Copy verbatim the lines of the records from the one holding "Wanted | a point on the green herb" through the last line of the records, inclusive.

• Records for processing
-*-

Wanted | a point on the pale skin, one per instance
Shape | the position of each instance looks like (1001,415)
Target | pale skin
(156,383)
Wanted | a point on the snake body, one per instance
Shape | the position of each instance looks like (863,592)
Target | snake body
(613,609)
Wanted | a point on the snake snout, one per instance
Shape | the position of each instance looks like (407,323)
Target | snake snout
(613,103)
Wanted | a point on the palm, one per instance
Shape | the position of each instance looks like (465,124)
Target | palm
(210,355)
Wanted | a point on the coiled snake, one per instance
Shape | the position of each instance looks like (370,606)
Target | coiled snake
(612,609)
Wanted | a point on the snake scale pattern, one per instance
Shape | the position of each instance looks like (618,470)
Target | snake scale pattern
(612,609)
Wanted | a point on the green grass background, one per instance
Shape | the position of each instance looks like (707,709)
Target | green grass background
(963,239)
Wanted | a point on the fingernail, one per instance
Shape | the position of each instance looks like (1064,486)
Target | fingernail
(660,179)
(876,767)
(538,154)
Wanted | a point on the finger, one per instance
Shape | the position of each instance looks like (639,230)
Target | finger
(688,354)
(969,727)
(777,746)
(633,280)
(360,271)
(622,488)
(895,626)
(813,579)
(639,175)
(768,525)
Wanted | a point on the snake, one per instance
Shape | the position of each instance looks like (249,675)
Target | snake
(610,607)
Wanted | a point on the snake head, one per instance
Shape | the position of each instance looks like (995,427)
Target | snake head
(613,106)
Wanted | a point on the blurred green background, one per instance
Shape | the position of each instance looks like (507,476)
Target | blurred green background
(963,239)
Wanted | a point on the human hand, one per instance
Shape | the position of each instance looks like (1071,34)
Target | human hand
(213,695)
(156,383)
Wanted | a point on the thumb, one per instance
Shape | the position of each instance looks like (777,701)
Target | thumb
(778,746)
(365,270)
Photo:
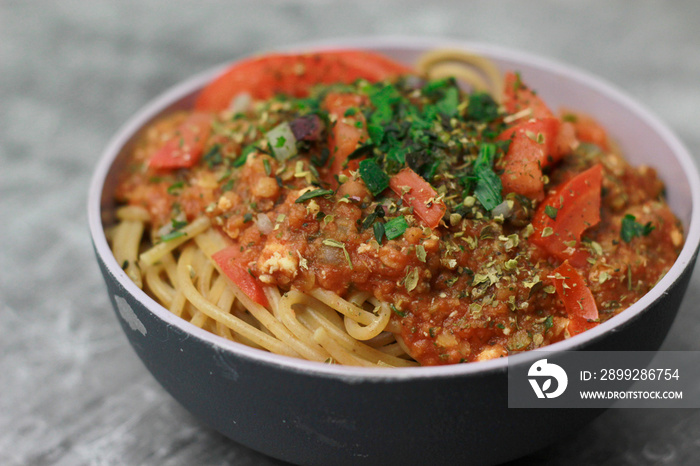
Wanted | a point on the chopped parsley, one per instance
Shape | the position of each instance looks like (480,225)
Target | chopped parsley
(374,176)
(315,193)
(488,184)
(631,228)
(395,227)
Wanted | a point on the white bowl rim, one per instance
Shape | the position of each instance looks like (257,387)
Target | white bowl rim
(357,374)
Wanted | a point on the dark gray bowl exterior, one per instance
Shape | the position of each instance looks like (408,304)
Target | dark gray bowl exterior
(321,420)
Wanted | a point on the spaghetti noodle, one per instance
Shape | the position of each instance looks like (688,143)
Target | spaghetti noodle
(389,219)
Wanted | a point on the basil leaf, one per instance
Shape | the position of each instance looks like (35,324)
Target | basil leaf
(482,107)
(374,177)
(395,227)
(631,228)
(379,231)
(488,184)
(315,193)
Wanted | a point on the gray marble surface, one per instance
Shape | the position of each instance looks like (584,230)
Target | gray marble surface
(72,392)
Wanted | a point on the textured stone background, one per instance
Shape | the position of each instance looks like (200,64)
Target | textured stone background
(71,390)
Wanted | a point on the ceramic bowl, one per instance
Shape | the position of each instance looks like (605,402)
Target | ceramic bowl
(311,413)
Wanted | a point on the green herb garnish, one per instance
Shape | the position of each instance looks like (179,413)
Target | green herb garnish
(374,176)
(482,107)
(488,184)
(379,231)
(315,193)
(172,235)
(631,228)
(395,227)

-*-

• Task answer
Wanted | a point on the green herb garnish, one per instance
Shape | the position of each instance looks like (179,413)
Target | green herb garnish
(374,176)
(482,107)
(488,184)
(379,231)
(315,193)
(172,235)
(631,228)
(395,227)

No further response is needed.